A Heatseeking Erotics of Pleasurable Conversions—or, ‘Writing’

by: , June 14, 2021

I seem to have two modes of writing. The first mode is functional and respectable, characterised by serious and considerate skill. I deploy known currents and quantities of energy and move them around more or less efficiently. The texture of it is smooth and appropriate. Writing emails, for instance, I build robust, urbane, immaculately punctuated prose: phrases like I understand from Vicky you are interested in, or I wonder if we could move our meeting to. Writing fanfiction, I might have someone speak wearily or wryly, or gaze steadily or curse inwardly. In moments of crisis someone might go cold, or lower their eyes in confusion

I think of this first mode as a straightforward use of cliché, without that word’s automatic connotations of laziness. These words and phrases are skilful shorthands for particular, well-grooved narrative-emotional beats—they light up easily, but weakly, the correct sites of meaning. This mode is orderly, manipulative, vivid, and pleasurable, both for writer and reader. I add and remove commas, I comb through the thesaurus, until everything feels correct and even—not without quality or density or interest, but proper. A good comparison is the string quartets of Franz Joseph Haydn. No tension ever climbs too high, all the queries are lightly but thoroughly satisfied. The build-up and release are mild, like straightening a twisted bra strap: now there is no discomfort, now all areas are equally relaxed and reassuringly supported.

Set problem
Resume the essay on the two modes of writing, picking up immediately after its final sentence.

Data entries
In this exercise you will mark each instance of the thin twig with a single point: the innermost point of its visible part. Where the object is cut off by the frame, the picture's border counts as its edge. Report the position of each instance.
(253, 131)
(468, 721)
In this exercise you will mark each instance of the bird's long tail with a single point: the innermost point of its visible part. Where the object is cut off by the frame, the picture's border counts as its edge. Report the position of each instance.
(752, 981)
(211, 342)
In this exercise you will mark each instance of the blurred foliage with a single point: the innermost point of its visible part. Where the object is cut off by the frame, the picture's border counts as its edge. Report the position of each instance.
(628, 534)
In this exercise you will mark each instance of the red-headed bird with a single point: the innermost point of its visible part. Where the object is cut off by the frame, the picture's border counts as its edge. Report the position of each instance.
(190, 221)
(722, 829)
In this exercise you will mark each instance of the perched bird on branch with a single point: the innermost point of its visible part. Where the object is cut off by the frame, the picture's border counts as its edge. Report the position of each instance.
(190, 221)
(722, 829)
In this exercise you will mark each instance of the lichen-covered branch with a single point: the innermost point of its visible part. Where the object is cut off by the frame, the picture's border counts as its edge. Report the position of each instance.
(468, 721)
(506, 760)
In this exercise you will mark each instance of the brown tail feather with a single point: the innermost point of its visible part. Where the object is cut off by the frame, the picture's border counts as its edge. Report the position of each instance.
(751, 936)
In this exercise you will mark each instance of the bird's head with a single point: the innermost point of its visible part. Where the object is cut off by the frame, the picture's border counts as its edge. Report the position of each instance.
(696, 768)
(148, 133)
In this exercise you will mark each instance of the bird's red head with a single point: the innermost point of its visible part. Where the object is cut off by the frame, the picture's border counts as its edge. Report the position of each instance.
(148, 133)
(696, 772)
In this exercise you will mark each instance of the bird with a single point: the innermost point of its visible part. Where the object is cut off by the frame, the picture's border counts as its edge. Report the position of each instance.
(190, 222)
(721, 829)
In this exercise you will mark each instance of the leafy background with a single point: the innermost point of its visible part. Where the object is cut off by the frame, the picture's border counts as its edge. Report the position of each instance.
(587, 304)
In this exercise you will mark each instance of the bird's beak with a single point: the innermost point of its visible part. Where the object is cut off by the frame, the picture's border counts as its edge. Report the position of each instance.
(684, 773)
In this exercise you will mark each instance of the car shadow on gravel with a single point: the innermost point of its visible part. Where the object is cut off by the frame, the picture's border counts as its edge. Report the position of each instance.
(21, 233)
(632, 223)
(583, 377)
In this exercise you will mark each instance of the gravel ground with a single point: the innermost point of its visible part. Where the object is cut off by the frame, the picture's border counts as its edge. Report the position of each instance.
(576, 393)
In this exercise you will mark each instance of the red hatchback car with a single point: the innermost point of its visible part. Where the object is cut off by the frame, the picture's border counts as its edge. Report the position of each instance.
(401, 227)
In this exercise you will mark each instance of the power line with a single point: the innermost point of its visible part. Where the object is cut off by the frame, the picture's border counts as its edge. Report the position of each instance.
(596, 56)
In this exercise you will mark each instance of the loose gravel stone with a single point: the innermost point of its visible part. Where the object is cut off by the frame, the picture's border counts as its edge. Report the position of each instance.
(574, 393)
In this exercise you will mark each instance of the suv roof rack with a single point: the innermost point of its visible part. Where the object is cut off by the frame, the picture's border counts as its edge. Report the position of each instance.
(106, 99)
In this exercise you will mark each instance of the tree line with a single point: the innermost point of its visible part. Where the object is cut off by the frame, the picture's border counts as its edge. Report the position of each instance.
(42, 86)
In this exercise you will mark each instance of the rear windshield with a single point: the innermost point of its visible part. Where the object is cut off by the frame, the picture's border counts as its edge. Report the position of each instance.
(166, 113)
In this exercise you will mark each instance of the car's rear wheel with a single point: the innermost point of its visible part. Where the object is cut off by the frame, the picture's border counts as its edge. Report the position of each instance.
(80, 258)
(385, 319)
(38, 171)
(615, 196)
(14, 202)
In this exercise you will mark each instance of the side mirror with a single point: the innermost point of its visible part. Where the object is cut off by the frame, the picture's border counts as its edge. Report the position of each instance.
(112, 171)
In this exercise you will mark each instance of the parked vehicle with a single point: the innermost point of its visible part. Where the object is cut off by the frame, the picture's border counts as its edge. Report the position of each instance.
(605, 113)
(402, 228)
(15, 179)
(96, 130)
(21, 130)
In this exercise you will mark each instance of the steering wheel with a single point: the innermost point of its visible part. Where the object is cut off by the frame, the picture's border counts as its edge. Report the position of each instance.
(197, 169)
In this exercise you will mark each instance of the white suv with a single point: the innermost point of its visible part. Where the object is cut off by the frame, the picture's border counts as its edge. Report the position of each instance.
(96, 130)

Result below
This progression, from systemic discomfort to mastery through conversion, and finally to systemic relief, seems unavoidably Freudian—the metaphors are those of Beyond the Pleasure Principle—but is also a more or less accurate description of writing. Both my first worldly writing mode and the other, darker mode (more of which later) involve a currency of energy, tension, and release, a transmutation of flickering energies in the mind into an arrangement of words on the page. And when I say writing, I do not mean the general state of being a writer, walking around circulating thematics in my head or noticing things about strangers on the street. Nor do I mean planning or structuring, working out my currents of plot, how the story will draw in and bunch up its own energy, withholding, surging, and finally yielding. By writing I mean the actual kneading, probing, palpating I do at my desk, thinking of words and rejecting some and writing down others—squeezing out the sentences. I am embarrassed not so much by how disgusting this sounds, but by how pleasurable it sounds—how pleasurable it is. Perhaps this is a way to respond, belatedly, to Eve Kosofsky Sedgwick’s call for a discourse of female anal eroticism. (Sedgwick 1987: 110) Perhaps I might consider that the new growth of springtime, oaks and hawthorns squeezing out their ruffles of leaves, might for the trees themselves be masochistically pleasurable, or even straightforwardly painful; and I might wonder what that painful necessity illuminates about artistic endeavour.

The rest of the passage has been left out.